- **PROBLEM STATEMENT**
Nothing but the lines from the one containing "Target: blonde woman" through the one containing "Target: beige coat", both included, should be given again, each exactly as written below.

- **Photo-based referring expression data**
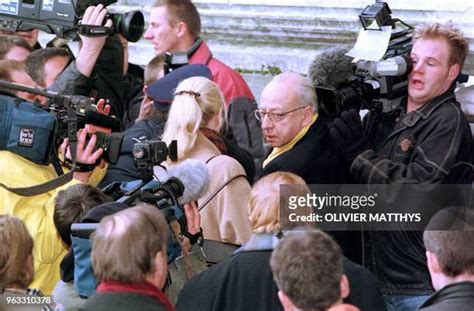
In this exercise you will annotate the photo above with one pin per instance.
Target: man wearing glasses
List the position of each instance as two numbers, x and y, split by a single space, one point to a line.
301 143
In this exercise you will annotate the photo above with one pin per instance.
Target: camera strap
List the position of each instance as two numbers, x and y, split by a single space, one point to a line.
61 180
94 31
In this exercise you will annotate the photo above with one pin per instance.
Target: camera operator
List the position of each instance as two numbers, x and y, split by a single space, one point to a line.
13 47
175 27
428 143
37 211
97 70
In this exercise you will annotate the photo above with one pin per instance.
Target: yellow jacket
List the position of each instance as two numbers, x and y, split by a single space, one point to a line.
36 212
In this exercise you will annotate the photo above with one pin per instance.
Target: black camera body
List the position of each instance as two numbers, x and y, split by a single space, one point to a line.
149 153
63 17
375 85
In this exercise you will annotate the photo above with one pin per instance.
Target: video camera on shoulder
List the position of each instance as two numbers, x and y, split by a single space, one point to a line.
63 18
375 85
149 153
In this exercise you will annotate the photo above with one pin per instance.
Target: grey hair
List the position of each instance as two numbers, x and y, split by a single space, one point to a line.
302 86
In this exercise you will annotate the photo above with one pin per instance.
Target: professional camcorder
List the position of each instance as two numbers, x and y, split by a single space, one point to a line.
34 132
376 85
63 18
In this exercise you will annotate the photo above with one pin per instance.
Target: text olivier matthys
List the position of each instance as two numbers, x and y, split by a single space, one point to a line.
335 208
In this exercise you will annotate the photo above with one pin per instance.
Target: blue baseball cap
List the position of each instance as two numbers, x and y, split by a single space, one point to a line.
162 90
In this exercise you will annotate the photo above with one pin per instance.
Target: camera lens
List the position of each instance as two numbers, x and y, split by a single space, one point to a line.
130 25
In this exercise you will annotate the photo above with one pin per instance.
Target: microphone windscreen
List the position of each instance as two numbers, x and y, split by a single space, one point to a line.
194 175
98 119
331 67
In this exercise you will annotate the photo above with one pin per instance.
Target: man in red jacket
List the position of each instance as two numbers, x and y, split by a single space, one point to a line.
175 26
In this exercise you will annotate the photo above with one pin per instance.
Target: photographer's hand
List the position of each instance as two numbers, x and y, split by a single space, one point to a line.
104 109
85 154
145 106
193 218
91 46
347 132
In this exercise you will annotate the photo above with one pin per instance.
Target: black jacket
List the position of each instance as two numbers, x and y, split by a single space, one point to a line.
315 158
245 282
457 296
430 145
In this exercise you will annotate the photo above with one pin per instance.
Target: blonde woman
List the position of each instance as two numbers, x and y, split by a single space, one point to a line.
195 119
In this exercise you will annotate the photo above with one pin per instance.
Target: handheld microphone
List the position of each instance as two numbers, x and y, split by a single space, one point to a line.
331 67
98 119
194 176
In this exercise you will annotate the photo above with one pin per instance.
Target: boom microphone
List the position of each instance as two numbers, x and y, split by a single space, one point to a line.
194 176
331 67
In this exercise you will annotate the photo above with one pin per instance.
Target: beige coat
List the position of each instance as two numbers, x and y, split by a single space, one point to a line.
225 218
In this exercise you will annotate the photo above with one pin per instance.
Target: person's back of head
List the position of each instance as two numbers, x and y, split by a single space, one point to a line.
264 204
130 246
72 204
16 253
182 11
14 48
198 102
44 65
447 239
15 71
307 267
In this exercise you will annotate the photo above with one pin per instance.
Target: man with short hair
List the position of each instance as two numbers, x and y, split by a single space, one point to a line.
14 48
301 143
129 258
307 268
175 26
429 143
45 65
31 36
450 260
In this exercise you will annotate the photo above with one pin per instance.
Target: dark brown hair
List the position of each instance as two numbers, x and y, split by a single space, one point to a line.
182 11
125 244
307 267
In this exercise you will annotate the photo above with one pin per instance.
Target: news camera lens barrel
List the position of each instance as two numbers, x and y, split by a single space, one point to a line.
131 25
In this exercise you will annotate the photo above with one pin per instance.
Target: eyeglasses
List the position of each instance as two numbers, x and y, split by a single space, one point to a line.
273 116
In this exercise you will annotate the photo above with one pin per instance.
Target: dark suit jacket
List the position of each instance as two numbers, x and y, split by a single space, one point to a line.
315 158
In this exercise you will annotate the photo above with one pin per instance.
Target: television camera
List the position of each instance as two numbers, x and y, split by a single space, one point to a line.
376 85
63 18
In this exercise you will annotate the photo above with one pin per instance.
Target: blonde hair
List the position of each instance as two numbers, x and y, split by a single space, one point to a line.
197 100
264 202
15 251
458 44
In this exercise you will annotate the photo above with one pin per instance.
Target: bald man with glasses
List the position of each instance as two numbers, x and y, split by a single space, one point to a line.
301 143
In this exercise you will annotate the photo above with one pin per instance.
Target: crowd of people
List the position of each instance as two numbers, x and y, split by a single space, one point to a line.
239 253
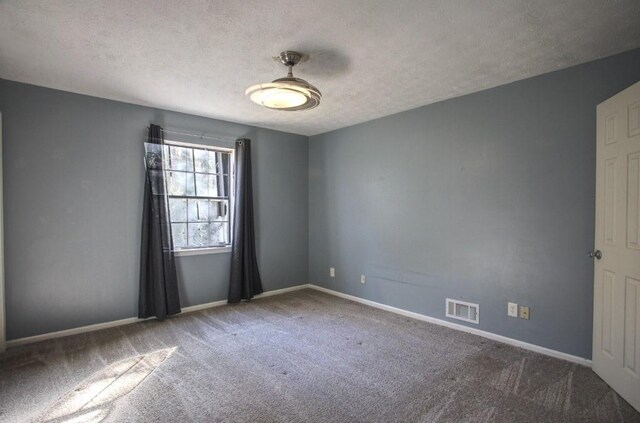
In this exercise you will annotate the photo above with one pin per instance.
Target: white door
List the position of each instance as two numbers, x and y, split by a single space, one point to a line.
616 309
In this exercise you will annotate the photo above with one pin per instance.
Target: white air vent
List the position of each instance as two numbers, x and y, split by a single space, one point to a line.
463 310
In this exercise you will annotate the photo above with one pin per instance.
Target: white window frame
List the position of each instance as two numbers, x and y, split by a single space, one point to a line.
210 250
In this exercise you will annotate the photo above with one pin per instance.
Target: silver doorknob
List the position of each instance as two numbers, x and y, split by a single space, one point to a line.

- **EXPECTED ANSWER**
Target: blonde woman
List the position of each instance as two numbers, x and y, split by a single space, one point to a line.
195 119
In this exercise you will annotate the photo above with one pin per instance.
Target: handheld microphone
List the position of each instance as two numbers, x and y, split by a single space, one point to a line.
331 67
98 119
194 176
In this exercise you will annotate the photo above with one pin per instance.
Target: boom microphone
List the position of each instance as two numbers, x and y, split by a single space, one point to a line.
194 176
331 67
In this exercise you will annotate the photo above with one pin per instance.
Target: beige coat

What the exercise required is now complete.